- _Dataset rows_
◆ ◆ ◆ ◆ ◆ ◆ ◆

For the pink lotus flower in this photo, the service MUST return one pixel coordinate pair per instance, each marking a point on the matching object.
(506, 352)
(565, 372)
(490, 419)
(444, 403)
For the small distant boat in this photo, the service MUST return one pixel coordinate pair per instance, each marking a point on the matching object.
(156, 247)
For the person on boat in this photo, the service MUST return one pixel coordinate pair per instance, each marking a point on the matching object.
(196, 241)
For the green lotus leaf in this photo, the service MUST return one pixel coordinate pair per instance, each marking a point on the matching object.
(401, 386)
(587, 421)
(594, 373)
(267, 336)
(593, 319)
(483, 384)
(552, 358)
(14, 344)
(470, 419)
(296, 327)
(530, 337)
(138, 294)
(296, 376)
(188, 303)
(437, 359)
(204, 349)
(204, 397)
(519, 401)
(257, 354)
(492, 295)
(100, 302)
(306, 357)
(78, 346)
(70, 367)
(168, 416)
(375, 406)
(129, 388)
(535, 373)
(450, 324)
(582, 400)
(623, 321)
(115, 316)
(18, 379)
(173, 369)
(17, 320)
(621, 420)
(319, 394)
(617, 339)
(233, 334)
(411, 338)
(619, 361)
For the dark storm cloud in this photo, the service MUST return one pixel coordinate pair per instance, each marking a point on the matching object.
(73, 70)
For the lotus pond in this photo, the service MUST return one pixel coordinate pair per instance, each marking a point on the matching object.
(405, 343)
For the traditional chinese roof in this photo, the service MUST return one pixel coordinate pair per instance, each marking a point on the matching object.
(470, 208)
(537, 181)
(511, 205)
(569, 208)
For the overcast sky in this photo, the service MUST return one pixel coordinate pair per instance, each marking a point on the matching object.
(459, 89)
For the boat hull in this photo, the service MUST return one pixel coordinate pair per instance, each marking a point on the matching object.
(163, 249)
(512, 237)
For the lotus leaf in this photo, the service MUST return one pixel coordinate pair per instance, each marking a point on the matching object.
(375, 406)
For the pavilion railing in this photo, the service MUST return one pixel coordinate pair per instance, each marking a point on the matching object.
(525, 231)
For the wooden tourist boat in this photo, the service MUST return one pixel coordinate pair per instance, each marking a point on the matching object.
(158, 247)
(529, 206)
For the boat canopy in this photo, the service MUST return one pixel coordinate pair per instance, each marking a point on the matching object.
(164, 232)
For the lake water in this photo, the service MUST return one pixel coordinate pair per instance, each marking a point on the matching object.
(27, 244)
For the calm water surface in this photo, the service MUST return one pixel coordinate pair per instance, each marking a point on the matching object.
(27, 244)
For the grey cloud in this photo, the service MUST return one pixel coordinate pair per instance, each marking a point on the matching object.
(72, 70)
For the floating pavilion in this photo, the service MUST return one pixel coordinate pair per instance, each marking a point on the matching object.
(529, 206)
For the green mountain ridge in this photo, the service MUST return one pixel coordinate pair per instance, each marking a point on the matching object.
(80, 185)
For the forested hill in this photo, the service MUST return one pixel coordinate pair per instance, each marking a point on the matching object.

◆ ◆ ◆ ◆ ◆ ◆ ◆

- _Aim_
Reproduce the listing above, renaming "the service" to "the endpoint" wherever it occurs and keeping all other text the same.

- _Written solution_
For the pink lotus flower in this photo, the endpoint MUST return one pixel coordinate pair per instance, each marking a point on the matching object.
(506, 352)
(565, 372)
(490, 419)
(444, 403)
For the small distant boat in this photo, the endpoint MUST return one pixel coordinate pair per instance, each marking a point on the matching object.
(156, 247)
For the person on boat in this photo, the endpoint MUST return one pixel coordinate pair per instance, each marking a point on the matching object.
(196, 241)
For the green lotus leaf in this photo, the endpoint MUST return one pixel coordinate pair per instance, each marking a point on the matching object.
(401, 386)
(587, 421)
(594, 373)
(267, 336)
(593, 319)
(483, 384)
(552, 358)
(14, 344)
(470, 419)
(296, 327)
(530, 337)
(138, 294)
(296, 376)
(188, 303)
(437, 359)
(204, 349)
(204, 397)
(519, 401)
(257, 354)
(492, 295)
(100, 302)
(306, 357)
(78, 346)
(70, 367)
(168, 416)
(375, 406)
(129, 388)
(535, 373)
(450, 324)
(582, 400)
(623, 321)
(115, 316)
(18, 379)
(173, 369)
(17, 320)
(621, 420)
(319, 394)
(617, 339)
(233, 334)
(411, 338)
(619, 361)
For the dark storm cloud in this photo, the endpoint MUST return one pixel coordinate pair per instance, each marking a point on the matching object.
(73, 70)
For the lotus pond in this photo, the endpoint MUST return one pixel coordinate pair per instance, each marking a point on the matching object.
(405, 343)
For the traditional chinese roof in this photo, the endpoint MUST return one pixel coordinate pair per instance, each marking a point on the matching object.
(470, 208)
(537, 181)
(511, 205)
(569, 208)
For the overcast sky in this photo, the endpoint MUST return one pixel coordinate pair per instance, each marking a point on the matching object.
(459, 89)
For the boat hull in this photo, the endpoint MUST return one pixel coordinate pair per instance, each marking a point on the matching object.
(163, 249)
(512, 237)
For the lotus leaf in this photo, the endpoint MUST return one pixel coordinate pair per instance, each marking a point on the matching object.
(375, 406)
For the pavilion railing in this photo, the endpoint MUST return one pixel coordinate pair per instance, each marking a point on the matching object.
(525, 231)
For the wooden tourist boat in this photo, the endpoint MUST return one pixel coordinate pair per instance, each marking a point on the matching object.
(158, 247)
(529, 206)
For the boat canopy in this photo, the endpoint MUST return one pixel coordinate pair per instance, each marking a point on the matching object.
(164, 232)
For the lake water in this photo, the endpoint MUST return one pixel coordinate pair per instance, each marking a point on the matching object.
(27, 244)
For the calm water surface in this photo, the endpoint MUST return one pixel coordinate pair per instance, each marking a point on the matching object.
(27, 244)
For the grey cloud in this photo, the endpoint MUST return one pixel coordinate pair per instance, each marking a point on the matching object.
(72, 70)
For the floating pavilion in this photo, the endpoint MUST return one pixel coordinate pair per instance, each marking a point on the matching object.
(529, 206)
For the green mountain ridge in this photo, the endpoint MUST return one pixel coordinate pair per instance, each marking a point on the matching object.
(80, 185)
For the forested hill in this photo, the endpoint MUST return one pixel coordinate pair per instance, each marking a point on the matching object.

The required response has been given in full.